• [Exercise requirements]:
Please reproduce the Ask the M-Network post on college and housing questions word for word, from start to finish.

Ask the M-Network – Questions from college and on housing

By glblguy


This article is part of the Ask the M-Network series. Over the past few weeks I received a few more questions, and my M-Nework partners have been kind enough to answer. Here’s the questions and the answers:

Should I rent rooms or the whole house?
Providing money to college students
College student with a tax refund
Rent or Buy?

Should I rent rooms or the whole house?

We need to increase our income, I am SAHM of 2 kids and dh is out of job for 5 months and we are running out of 6 month emergency funds. we have no major debts other than mortgage.

Should we rent 1-2 rooms in the house to increase income or rent whole house to get bigger chunk of money and rent 1 bedroom apartment close by? I understand this is personal choice and both choices have pros and cons, what do you suggest and what to look out for when one rents room or rents the whole house to avoid any problems in future. we are in-experienced in this and could use some suggestions from you and other readers. thank you.

Patrick from Cash Money Life says:

I’m sorry to hear about this unfortunate situation. Thankfully you have two big things going for you: your only debt is your mortgage, and you had a nice emergency fund to help you get this far. Before deciding on whether or not to rent out your home, I would consider a few other things. The first thing I would do is cut back on everything that is not essential – cable television, dance lessons for the children, eating out, etc. Reducing your expenses will help conserve your remaining funds.

[Pointing entries for named objects]

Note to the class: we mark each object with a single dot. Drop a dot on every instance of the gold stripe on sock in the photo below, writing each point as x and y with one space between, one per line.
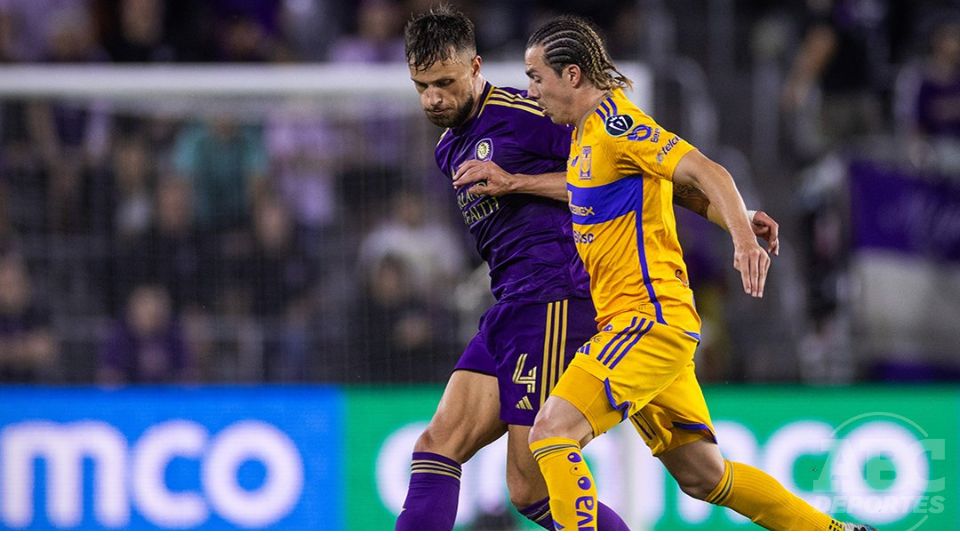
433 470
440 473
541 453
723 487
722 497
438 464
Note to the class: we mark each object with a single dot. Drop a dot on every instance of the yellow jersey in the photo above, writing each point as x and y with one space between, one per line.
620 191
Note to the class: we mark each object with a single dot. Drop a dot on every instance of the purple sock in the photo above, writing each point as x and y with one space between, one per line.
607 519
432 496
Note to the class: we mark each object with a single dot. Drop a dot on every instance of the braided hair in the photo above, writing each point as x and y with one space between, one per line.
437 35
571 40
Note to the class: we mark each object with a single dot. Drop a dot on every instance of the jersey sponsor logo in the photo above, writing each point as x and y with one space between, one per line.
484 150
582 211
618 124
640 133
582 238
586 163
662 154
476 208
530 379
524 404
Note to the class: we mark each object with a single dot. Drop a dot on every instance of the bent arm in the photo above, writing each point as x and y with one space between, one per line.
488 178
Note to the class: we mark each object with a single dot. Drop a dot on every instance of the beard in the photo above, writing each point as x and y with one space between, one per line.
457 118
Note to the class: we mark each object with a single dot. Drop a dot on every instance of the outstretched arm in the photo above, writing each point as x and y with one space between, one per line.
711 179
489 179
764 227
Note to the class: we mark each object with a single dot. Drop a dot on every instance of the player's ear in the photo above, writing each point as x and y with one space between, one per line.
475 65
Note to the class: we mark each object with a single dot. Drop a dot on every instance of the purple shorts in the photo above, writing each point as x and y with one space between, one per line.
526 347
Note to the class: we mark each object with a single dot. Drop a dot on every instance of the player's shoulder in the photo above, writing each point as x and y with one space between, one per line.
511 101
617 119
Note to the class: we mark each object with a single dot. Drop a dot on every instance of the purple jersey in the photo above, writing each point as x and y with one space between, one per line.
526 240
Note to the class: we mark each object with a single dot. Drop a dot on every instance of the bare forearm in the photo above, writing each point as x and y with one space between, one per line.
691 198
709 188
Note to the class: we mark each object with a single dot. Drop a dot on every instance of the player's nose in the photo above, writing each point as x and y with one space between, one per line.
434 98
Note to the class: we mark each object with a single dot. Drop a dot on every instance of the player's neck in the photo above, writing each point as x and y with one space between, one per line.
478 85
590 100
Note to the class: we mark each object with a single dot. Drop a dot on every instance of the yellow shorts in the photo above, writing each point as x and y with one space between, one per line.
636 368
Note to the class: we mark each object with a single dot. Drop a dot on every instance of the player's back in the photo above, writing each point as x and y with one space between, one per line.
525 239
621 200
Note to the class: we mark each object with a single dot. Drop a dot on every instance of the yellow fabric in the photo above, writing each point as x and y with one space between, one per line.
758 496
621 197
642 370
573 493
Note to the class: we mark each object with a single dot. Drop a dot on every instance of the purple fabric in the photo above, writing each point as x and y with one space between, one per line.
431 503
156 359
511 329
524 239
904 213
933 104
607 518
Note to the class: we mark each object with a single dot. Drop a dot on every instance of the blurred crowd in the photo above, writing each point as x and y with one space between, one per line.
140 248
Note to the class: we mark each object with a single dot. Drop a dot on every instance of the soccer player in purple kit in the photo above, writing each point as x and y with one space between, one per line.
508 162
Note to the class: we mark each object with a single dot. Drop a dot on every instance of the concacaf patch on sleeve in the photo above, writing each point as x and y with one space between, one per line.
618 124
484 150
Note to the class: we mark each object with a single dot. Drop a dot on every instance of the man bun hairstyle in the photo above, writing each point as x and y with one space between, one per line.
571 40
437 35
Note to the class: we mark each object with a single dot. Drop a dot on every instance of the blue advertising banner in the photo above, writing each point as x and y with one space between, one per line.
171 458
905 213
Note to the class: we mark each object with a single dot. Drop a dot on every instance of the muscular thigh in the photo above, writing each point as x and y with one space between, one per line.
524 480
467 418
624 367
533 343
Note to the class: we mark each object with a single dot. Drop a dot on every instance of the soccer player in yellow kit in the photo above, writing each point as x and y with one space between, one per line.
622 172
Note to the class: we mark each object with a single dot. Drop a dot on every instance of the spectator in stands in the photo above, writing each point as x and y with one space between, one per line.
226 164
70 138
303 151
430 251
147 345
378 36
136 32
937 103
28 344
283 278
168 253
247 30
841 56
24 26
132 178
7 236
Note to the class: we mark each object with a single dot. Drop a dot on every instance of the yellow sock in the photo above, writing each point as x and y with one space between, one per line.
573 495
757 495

• [Complete answer]:
Ask the M-Network – Questions from college and on housing

By glblguy


This article is part of the Ask the M-Network series. Over the past few weeks I received a few more questions, and my M-Nework partners have been kind enough to answer. Here’s the questions and the answers:

Should I rent rooms or the whole house?
Providing money to college students
College student with a tax refund
Rent or Buy?

Should I rent rooms or the whole house?

We need to increase our income, I am SAHM of 2 kids and dh is out of job for 5 months and we are running out of 6 month emergency funds. we have no major debts other than mortgage.

Should we rent 1-2 rooms in the house to increase income or rent whole house to get bigger chunk of money and rent 1 bedroom apartment close by? I understand this is personal choice and both choices have pros and cons, what do you suggest and what to look out for when one rents room or rents the whole house to avoid any problems in future. we are in-experienced in this and could use some suggestions from you and other readers. thank you.

Patrick from Cash Money Life says:

I’m sorry to hear about this unfortunate situation. Thankfully you have two big things going for you: your only debt is your mortgage, and you had a nice emergency fund to help you get this far. Before deciding on whether or not to rent out your home, I would consider a few other things. The first thing I would do is cut back on everything that is not essential – cable television, dance lessons for the children, eating out, etc. Reducing your expenses will help conserve your remaining funds.